_Exercise_
Repeat word for word everything from the line containing "Could you locate the dusty" to the end of the listing, first and last lines included, and only that.
━━━━━━━━━━━━━━━━
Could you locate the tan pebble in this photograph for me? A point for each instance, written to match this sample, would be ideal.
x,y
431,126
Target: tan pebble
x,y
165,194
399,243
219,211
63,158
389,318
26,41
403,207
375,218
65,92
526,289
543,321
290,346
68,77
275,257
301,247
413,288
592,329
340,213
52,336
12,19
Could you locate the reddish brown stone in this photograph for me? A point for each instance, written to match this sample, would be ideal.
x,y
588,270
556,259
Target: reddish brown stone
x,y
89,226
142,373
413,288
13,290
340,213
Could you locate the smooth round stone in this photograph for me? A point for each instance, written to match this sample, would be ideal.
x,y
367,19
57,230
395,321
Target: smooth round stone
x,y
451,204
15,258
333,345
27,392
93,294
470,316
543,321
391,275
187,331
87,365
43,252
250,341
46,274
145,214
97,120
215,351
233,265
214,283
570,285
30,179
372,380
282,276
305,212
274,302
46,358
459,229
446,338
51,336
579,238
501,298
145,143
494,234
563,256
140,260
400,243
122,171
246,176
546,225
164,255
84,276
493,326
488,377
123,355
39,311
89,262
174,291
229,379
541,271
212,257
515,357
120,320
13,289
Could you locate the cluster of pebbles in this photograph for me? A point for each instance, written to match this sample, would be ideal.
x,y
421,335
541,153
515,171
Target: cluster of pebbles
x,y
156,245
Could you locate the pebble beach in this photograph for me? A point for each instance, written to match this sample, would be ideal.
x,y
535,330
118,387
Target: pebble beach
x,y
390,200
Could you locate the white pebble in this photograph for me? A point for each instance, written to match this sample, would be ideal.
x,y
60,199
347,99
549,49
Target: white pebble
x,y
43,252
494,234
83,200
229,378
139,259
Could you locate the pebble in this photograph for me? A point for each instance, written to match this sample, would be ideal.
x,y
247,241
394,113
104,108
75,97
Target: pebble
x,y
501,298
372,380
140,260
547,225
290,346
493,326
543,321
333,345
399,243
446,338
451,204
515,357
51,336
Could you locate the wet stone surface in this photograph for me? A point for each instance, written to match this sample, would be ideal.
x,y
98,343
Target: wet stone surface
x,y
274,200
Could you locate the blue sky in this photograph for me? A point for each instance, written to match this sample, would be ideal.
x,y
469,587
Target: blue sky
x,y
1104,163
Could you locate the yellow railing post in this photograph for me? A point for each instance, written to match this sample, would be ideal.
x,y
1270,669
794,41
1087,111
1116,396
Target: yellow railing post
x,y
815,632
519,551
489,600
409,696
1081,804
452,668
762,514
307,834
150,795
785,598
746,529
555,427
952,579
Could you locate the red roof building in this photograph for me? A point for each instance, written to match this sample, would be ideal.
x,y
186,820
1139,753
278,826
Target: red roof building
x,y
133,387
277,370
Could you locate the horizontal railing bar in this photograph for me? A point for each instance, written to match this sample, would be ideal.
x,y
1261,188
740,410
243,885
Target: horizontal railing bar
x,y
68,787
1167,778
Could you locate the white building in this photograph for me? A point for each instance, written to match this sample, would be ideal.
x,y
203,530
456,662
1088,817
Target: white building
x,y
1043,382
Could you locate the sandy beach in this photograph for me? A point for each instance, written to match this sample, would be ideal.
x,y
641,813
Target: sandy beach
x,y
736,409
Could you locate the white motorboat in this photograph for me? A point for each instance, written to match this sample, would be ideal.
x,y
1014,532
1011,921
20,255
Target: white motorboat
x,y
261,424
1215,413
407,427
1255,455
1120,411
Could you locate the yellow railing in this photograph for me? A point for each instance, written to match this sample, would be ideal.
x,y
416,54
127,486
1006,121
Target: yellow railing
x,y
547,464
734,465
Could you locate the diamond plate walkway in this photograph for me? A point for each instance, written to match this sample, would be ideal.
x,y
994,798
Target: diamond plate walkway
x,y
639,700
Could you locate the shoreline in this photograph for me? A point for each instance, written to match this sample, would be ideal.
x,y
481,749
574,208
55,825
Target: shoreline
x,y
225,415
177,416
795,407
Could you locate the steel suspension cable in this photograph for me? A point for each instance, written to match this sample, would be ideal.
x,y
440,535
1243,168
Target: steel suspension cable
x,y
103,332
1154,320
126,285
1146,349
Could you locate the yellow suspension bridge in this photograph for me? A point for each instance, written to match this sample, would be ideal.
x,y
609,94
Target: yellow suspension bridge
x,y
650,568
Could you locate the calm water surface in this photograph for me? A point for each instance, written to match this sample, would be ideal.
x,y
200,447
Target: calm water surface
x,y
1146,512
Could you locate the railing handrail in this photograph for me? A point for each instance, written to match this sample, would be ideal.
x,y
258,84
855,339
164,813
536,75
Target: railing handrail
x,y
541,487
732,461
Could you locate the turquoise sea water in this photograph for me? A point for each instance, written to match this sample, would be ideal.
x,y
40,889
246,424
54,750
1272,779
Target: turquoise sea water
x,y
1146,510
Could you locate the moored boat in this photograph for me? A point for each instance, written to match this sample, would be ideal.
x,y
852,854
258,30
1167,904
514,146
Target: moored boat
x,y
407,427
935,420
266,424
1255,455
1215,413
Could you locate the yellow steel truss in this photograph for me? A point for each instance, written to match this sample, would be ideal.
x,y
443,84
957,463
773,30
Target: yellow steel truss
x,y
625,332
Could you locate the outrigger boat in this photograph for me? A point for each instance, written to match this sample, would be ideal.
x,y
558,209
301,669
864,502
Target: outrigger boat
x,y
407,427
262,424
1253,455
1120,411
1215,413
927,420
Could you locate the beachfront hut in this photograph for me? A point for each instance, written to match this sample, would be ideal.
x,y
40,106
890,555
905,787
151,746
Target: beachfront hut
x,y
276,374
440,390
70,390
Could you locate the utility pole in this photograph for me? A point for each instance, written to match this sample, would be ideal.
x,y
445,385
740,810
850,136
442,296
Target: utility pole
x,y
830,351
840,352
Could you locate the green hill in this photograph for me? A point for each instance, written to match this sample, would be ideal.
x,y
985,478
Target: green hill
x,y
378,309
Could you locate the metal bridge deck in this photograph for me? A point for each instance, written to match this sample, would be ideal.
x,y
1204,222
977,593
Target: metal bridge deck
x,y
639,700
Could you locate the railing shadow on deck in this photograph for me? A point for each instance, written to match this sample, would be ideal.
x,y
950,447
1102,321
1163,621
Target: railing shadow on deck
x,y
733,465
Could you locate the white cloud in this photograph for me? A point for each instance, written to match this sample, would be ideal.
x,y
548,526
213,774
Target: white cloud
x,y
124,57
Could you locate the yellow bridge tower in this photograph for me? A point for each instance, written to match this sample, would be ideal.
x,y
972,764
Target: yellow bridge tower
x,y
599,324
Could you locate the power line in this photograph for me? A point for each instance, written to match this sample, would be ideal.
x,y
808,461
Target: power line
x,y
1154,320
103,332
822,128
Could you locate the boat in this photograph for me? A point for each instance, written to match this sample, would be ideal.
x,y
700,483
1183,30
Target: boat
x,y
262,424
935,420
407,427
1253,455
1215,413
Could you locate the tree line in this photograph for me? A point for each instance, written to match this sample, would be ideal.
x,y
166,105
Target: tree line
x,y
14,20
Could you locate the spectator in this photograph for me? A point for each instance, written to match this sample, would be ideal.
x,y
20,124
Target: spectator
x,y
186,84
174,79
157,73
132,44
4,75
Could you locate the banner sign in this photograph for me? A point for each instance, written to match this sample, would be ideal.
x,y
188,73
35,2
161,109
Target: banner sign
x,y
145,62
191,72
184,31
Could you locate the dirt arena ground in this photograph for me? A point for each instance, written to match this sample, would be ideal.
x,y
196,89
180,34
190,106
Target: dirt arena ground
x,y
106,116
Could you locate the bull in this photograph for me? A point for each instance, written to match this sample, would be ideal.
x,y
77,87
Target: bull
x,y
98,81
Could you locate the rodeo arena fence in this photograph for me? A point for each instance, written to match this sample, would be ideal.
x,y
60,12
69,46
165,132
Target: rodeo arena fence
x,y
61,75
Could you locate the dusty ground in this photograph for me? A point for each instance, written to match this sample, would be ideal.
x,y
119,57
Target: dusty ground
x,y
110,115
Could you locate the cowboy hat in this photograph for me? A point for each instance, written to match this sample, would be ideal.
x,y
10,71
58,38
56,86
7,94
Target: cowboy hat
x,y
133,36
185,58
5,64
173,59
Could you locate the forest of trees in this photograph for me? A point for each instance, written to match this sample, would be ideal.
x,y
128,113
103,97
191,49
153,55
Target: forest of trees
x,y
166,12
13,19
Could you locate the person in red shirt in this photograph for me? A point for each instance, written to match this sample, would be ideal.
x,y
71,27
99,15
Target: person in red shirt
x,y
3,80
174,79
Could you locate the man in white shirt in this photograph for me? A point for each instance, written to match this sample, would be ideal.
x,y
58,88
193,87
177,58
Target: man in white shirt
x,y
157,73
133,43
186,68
━━━━━━━━━━━━━━━━
_Task response_
Could you locate the dusty ground in this photograph for me? A point for each instance, written to match this sample, would be ideal.
x,y
119,57
Target: dusty ground
x,y
110,115
Could you locate the cowboy hat in this photograph for me? A point for each instance, written to match this sample, would be ideal.
x,y
10,71
58,38
56,86
7,94
Target: cowboy hat
x,y
133,36
185,58
5,64
173,59
Could you locate the forest of trees in this photograph for me? A point for each instance, written to match this sample, would be ideal.
x,y
128,113
103,97
191,49
153,55
Target: forest of trees
x,y
166,12
13,19
Could you locate the person in red shirt in this photograph for me? A point for each instance, written to match this sample, would be ideal.
x,y
71,27
99,15
Target: person in red shirt
x,y
3,80
174,79
Could you locate the man in white shirt in this photograph for me? A point for each instance, written to match this sample, would be ideal.
x,y
58,88
193,87
177,58
Target: man in white shirt
x,y
157,73
133,43
186,68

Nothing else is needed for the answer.